═════ Supplied material

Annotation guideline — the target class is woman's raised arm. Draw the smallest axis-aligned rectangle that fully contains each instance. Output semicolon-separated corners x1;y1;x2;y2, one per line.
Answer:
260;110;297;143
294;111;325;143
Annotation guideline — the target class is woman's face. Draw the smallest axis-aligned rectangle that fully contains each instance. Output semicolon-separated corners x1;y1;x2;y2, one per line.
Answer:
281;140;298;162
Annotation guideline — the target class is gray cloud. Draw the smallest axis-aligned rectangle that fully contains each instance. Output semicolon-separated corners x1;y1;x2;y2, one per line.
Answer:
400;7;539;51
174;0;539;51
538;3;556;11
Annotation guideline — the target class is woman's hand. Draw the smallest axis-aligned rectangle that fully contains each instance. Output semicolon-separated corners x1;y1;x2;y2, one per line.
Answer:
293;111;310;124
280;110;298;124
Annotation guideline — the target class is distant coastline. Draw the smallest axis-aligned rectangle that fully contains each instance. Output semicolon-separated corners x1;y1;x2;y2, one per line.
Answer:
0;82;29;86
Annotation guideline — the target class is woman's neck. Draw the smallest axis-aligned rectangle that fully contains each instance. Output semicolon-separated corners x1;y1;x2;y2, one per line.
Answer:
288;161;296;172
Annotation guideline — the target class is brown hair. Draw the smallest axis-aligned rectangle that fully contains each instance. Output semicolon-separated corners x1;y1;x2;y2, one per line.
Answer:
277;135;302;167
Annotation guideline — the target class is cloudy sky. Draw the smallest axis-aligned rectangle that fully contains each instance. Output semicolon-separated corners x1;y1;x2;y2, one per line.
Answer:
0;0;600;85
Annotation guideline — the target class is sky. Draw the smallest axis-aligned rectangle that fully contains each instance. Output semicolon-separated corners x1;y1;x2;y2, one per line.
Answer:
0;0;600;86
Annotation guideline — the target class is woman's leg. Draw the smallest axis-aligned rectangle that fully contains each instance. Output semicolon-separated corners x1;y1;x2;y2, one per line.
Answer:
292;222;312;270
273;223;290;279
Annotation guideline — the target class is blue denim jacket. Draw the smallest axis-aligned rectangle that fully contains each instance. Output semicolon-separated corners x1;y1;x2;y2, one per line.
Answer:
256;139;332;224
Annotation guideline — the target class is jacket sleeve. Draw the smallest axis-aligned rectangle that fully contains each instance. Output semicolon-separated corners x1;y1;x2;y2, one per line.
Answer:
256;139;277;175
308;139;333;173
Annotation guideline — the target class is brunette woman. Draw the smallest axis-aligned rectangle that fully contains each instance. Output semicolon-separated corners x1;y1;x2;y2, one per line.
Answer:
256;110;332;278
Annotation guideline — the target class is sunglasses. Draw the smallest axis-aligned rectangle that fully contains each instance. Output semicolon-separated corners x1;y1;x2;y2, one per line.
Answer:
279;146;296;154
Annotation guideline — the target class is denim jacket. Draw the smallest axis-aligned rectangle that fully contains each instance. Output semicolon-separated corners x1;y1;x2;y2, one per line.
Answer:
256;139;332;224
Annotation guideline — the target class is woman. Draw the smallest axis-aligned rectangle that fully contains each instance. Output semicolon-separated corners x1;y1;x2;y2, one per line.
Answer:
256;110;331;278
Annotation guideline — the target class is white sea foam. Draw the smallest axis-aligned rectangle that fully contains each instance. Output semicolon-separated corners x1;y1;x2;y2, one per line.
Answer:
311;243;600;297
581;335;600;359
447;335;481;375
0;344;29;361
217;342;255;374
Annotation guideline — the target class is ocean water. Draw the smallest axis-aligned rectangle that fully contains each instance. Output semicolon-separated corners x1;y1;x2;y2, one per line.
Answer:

══════════

■ **Exercise task**
Copy word for word the lines from the one containing "Annotation guideline — the target class is ocean" through the end of the entries above.

■ **Completed exercise**
Annotation guideline — the target class is ocean water. Draw the smallest axis-aligned rectangle that fully contains each instance. Output semicolon-separated corners x1;y1;x2;y2, one per line.
Answer:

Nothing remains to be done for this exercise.